- _Objective_:
Please copy the items line for line, starting at the line that contains "task: segment the lantern glass" and ending at the line that contains "POLYGON ((12 589, 6", with both of those lines included. Leave the pictures out of your copy.

- _Provided data_:
—————
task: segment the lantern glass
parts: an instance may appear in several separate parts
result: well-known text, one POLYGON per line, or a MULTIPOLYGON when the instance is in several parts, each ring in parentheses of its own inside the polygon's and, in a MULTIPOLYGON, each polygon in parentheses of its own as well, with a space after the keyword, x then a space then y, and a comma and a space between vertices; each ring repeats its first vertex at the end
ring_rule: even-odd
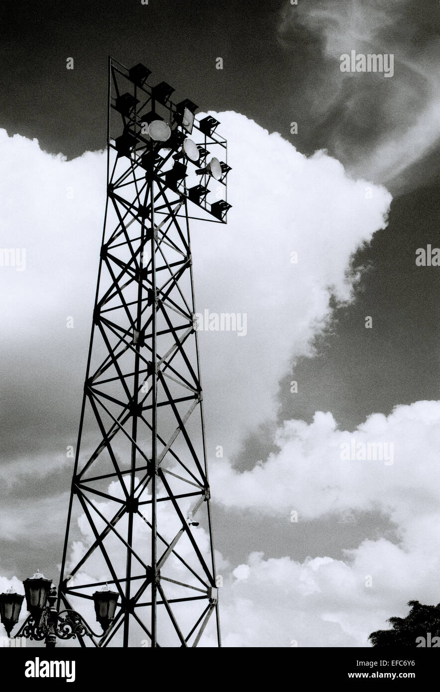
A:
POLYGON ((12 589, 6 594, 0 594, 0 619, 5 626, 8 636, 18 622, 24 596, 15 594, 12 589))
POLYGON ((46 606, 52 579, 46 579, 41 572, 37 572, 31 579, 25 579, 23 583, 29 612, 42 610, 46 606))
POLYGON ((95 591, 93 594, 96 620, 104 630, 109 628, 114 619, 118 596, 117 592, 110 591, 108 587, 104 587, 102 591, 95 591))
—————
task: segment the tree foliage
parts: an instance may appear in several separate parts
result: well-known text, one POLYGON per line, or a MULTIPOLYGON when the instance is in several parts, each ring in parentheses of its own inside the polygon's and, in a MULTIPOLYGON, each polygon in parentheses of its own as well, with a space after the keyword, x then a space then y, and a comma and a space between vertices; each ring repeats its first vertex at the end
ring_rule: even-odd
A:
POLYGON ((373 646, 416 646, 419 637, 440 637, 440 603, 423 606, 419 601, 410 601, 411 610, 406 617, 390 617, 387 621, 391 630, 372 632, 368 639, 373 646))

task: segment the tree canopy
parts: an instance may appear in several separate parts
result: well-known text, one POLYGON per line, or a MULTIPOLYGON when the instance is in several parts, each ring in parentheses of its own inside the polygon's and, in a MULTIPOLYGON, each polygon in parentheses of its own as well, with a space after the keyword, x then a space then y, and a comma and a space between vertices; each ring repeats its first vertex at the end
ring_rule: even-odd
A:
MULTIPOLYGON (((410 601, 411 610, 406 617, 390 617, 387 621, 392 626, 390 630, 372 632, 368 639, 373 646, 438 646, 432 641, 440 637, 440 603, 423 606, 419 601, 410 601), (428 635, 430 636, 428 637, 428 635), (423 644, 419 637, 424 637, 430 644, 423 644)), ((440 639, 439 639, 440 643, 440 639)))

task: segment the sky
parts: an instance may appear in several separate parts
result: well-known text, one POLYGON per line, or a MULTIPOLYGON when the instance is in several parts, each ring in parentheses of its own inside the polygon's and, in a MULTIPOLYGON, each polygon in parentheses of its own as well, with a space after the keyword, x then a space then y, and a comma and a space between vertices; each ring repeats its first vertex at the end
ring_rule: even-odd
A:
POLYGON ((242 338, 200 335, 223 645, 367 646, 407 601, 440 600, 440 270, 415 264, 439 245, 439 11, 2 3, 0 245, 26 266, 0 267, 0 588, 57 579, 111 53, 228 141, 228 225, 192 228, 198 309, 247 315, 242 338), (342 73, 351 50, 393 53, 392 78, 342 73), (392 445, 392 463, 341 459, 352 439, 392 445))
—————
- _Task response_:
task: segment the lantern glass
parts: an instance may appear in several separate parts
result: well-known text, one POLYGON per line, or a MULTIPOLYGON when the instance is in several parts, each ring in parentheses of its own inside the polygon's and, in a MULTIPOLYGON, each polygon in parentheses of its own as well, with a space after the keyword, x then a space then y, and a comma and a space between vertices; each ring repeats its first vertex at the end
ring_rule: even-odd
A:
POLYGON ((12 589, 6 594, 0 594, 0 619, 5 626, 8 636, 18 622, 24 596, 15 594, 12 589))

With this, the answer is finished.